Information given:
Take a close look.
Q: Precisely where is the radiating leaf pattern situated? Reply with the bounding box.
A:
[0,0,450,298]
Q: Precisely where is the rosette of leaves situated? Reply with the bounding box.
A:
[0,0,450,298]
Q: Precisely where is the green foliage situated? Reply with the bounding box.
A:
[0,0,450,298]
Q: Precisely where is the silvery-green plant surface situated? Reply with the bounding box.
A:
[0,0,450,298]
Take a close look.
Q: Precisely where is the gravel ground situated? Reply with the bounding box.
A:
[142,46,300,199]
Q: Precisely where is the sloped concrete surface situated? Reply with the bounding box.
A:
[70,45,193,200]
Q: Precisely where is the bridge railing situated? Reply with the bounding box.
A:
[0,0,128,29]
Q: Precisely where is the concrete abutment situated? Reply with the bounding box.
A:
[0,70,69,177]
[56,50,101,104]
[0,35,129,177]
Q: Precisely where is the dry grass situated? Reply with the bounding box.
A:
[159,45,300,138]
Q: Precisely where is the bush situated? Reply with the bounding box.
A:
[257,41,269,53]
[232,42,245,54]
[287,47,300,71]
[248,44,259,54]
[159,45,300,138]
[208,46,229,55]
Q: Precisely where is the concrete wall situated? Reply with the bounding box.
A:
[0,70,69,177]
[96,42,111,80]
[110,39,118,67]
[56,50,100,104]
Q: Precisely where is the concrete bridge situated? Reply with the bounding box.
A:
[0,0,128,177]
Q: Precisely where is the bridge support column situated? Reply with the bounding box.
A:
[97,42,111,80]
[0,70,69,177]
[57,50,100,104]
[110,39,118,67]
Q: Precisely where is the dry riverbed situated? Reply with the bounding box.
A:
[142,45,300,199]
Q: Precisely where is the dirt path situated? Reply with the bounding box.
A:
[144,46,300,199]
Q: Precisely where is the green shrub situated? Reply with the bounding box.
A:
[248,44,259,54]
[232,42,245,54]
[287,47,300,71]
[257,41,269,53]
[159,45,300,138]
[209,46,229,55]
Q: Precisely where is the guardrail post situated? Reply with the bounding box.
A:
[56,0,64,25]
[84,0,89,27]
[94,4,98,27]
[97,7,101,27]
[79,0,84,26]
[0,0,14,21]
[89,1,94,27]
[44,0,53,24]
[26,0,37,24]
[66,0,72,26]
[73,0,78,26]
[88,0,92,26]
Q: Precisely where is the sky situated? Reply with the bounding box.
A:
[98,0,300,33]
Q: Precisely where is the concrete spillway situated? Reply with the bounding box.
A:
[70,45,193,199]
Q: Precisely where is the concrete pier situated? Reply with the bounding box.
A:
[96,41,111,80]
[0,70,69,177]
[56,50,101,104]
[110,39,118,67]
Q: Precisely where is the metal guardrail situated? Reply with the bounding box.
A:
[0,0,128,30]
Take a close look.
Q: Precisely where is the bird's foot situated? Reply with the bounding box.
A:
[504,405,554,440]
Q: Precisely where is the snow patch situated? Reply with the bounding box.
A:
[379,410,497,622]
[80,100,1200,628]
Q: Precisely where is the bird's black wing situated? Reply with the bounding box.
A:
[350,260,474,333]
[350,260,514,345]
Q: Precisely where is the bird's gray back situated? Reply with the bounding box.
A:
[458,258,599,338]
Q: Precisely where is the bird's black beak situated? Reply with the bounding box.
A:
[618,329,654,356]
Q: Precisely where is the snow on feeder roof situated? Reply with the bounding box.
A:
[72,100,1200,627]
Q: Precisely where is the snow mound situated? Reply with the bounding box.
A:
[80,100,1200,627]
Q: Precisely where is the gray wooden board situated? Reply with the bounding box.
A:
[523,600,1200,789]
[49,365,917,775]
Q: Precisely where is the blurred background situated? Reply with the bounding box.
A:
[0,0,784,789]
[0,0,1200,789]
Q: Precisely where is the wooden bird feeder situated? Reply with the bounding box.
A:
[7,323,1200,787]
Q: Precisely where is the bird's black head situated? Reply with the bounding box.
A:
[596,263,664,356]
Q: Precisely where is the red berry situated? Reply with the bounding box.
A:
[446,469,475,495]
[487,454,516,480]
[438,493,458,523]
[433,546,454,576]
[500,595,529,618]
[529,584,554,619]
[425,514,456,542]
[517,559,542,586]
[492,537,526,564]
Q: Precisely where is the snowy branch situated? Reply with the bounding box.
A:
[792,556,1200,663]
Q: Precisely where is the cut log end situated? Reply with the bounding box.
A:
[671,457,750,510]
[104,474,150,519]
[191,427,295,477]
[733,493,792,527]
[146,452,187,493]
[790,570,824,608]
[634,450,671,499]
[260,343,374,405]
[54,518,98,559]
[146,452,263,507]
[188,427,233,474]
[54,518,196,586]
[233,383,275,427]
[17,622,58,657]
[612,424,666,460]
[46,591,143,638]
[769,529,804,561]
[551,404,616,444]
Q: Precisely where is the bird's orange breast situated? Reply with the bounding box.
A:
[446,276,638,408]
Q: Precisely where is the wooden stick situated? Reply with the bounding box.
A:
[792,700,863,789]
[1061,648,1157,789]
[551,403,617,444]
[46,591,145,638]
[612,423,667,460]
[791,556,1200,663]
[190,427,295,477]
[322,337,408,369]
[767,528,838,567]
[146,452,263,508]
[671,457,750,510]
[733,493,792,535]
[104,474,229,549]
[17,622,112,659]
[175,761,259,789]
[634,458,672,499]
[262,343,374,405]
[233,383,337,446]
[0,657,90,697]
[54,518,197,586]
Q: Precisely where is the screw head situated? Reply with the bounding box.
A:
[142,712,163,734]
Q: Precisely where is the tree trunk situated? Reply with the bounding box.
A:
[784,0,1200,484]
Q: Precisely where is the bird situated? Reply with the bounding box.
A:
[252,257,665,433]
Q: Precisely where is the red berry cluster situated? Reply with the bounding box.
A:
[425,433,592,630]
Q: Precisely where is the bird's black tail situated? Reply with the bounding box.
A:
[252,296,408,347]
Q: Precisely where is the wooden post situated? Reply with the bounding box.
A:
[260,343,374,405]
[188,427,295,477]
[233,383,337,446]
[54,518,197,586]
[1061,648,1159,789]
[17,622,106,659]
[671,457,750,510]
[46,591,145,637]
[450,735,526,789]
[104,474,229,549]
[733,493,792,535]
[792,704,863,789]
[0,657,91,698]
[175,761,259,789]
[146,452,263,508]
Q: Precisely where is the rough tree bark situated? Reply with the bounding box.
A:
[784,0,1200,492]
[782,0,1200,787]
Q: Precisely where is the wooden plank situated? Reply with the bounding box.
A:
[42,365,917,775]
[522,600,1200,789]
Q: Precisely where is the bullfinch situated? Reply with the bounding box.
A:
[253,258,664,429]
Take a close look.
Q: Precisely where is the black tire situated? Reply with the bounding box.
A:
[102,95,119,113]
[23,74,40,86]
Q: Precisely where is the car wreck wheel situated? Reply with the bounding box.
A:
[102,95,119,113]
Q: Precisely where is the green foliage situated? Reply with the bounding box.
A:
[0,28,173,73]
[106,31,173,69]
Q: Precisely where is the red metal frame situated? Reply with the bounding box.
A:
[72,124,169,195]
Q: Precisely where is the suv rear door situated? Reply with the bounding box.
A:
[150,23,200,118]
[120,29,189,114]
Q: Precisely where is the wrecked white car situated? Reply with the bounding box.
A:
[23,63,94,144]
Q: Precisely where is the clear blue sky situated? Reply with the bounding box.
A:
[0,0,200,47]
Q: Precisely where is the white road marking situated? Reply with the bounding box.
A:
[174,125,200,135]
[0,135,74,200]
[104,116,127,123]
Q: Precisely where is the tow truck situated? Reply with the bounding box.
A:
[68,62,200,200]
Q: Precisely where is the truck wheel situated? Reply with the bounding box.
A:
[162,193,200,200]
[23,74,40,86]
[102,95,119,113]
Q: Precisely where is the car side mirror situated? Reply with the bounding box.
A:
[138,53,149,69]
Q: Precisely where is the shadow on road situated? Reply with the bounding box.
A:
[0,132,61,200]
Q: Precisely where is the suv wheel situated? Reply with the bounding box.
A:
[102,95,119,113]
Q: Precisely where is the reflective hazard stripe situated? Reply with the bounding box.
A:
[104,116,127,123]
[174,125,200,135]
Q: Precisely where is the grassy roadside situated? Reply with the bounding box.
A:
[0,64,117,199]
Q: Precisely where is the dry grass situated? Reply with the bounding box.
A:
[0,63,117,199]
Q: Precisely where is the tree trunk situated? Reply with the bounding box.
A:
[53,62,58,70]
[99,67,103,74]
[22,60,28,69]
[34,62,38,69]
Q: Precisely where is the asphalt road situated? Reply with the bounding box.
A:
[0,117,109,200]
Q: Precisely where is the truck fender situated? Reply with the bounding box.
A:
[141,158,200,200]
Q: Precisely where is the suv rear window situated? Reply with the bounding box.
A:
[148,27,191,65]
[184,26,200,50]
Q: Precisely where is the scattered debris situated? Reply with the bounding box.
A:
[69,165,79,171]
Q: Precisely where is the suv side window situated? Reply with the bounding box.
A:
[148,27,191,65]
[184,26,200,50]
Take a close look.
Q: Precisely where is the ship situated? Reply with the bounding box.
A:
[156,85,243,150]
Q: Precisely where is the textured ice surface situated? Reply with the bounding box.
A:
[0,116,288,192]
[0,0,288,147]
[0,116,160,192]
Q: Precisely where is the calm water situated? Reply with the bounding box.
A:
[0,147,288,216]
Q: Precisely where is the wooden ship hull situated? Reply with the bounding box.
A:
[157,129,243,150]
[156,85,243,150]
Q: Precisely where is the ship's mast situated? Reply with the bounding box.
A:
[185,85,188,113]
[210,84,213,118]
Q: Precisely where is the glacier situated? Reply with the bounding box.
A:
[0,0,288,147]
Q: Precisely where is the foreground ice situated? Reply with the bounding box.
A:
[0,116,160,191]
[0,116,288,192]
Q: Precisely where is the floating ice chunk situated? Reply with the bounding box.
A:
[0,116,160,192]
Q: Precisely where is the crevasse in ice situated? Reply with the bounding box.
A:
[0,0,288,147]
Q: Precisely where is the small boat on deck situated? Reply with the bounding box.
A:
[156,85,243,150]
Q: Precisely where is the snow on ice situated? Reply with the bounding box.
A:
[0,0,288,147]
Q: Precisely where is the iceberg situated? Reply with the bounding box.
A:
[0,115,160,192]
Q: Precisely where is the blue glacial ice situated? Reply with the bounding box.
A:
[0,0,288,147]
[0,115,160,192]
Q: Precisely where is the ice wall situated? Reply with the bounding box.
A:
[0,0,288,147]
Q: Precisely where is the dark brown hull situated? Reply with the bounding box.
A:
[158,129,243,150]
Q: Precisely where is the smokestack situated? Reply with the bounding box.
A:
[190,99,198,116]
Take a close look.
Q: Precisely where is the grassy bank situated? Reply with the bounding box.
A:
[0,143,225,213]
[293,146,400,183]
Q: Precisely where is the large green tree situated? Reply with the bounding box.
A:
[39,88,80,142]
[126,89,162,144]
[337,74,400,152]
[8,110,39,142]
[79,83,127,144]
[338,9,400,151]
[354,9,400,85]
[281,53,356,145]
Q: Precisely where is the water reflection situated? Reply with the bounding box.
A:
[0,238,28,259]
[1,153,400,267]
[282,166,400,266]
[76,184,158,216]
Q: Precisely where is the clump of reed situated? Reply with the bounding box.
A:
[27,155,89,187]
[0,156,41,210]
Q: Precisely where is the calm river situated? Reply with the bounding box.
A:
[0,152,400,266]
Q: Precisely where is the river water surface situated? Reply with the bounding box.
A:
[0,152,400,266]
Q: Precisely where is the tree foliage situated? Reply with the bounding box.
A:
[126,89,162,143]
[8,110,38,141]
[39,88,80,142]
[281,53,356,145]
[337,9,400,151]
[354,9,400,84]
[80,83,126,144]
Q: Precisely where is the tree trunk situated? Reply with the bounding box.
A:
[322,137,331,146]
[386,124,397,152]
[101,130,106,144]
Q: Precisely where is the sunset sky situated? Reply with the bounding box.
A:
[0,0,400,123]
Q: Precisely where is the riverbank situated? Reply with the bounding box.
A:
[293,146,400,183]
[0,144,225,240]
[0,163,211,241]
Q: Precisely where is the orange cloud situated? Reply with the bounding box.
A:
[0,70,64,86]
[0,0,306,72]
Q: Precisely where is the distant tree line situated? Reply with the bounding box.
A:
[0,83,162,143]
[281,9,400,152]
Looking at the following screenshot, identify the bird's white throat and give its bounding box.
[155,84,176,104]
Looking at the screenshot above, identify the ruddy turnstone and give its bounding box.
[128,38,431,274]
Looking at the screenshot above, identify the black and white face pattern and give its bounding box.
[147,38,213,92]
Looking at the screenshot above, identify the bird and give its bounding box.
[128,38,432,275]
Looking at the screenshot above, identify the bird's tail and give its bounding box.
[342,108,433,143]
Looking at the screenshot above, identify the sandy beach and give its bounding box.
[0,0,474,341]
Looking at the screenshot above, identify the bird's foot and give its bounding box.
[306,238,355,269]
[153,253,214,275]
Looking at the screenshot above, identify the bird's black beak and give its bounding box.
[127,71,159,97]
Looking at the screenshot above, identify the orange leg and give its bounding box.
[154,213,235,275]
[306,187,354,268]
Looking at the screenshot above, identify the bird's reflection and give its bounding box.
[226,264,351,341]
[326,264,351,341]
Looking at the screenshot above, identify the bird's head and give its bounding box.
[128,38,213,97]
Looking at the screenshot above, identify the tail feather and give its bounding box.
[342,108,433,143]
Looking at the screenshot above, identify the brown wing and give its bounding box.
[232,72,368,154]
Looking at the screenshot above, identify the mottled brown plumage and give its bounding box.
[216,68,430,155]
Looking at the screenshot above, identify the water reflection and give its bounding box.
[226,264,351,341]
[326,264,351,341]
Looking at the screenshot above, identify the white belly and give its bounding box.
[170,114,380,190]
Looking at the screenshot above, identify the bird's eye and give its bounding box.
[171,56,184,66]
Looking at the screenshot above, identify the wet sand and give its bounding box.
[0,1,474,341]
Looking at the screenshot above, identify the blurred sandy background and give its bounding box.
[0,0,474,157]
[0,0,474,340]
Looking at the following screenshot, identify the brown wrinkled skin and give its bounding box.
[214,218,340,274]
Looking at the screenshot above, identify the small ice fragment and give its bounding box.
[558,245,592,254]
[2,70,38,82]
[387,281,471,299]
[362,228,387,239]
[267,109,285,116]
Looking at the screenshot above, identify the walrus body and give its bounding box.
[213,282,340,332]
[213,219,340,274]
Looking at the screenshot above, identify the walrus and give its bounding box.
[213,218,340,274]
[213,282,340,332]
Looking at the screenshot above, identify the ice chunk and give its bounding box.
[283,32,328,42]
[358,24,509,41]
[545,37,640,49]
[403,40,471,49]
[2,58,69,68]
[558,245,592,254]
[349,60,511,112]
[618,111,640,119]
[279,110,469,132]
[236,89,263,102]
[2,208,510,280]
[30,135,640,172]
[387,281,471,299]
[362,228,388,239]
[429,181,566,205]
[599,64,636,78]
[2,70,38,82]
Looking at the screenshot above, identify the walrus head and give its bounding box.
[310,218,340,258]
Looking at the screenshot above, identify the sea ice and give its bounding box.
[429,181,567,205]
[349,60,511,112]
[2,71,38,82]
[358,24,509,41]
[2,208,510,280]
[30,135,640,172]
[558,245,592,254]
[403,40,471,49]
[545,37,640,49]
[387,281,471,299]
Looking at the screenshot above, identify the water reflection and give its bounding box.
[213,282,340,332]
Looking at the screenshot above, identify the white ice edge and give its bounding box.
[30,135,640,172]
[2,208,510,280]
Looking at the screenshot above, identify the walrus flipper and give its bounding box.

What to do:
Copy out the items above word for word, from the line with "Q: Precisely where is the bush" through the line with "[80,100,1200,628]", including both of those lines.

Answer for the task:
Q: Precisely where is the bush situated? Reply with the bounding box.
A:
[257,41,269,53]
[232,42,245,54]
[287,47,300,71]
[248,44,259,54]
[159,45,300,138]
[208,46,229,55]
Q: Precisely where is the concrete wall situated? Reply with the bounding box.
A:
[0,70,69,177]
[96,42,111,80]
[110,39,118,67]
[56,50,100,104]
Q: Precisely where is the concrete bridge situated? Reply with the bounding box.
A:
[0,0,128,177]
Q: Precisely where is the bridge support column situated? Reply with the bounding box.
A:
[97,42,111,80]
[0,70,69,177]
[57,50,100,104]
[110,39,118,67]
Q: Precisely where is the dry riverbed situated? Reply with the bounding box.
A:
[142,45,300,199]
Q: Precisely where is the dirt path situated? Reply with the bounding box.
A:
[144,46,300,199]
Q: Precisely where is the green shrub situated? Reply with the bounding box.
A:
[248,44,259,54]
[232,42,245,54]
[287,47,300,71]
[257,41,269,53]
[159,45,300,138]
[209,46,229,55]
Q: Precisely where is the guardrail post situated? Reply with the bounding box.
A:
[56,0,64,25]
[84,0,89,27]
[94,4,98,27]
[97,7,101,27]
[79,0,84,26]
[0,0,14,21]
[89,1,94,27]
[44,0,53,24]
[26,0,37,24]
[66,0,72,26]
[73,0,78,26]
[88,0,92,26]
Q: Precisely where is the sky situated? Reply with the bounding box.
A:
[98,0,300,33]
Q: Precisely where is the concrete spillway situated? Reply with the bounding box.
A:
[70,45,193,199]
Q: Precisely where is the concrete pier situated? Reply with the bounding box.
A:
[96,41,111,80]
[0,70,69,177]
[56,50,101,104]
[110,39,118,67]
Q: Precisely where is the metal guardrail situated? Reply with the bounding box.
A:
[0,0,128,30]
Take a close look.
Q: Precisely where is the bird's foot situated? Reply with the bounding box.
A:
[504,405,554,440]
Q: Precisely where is the snow patch situated? Reply with the bounding box.
A:
[379,410,497,622]
[80,100,1200,628]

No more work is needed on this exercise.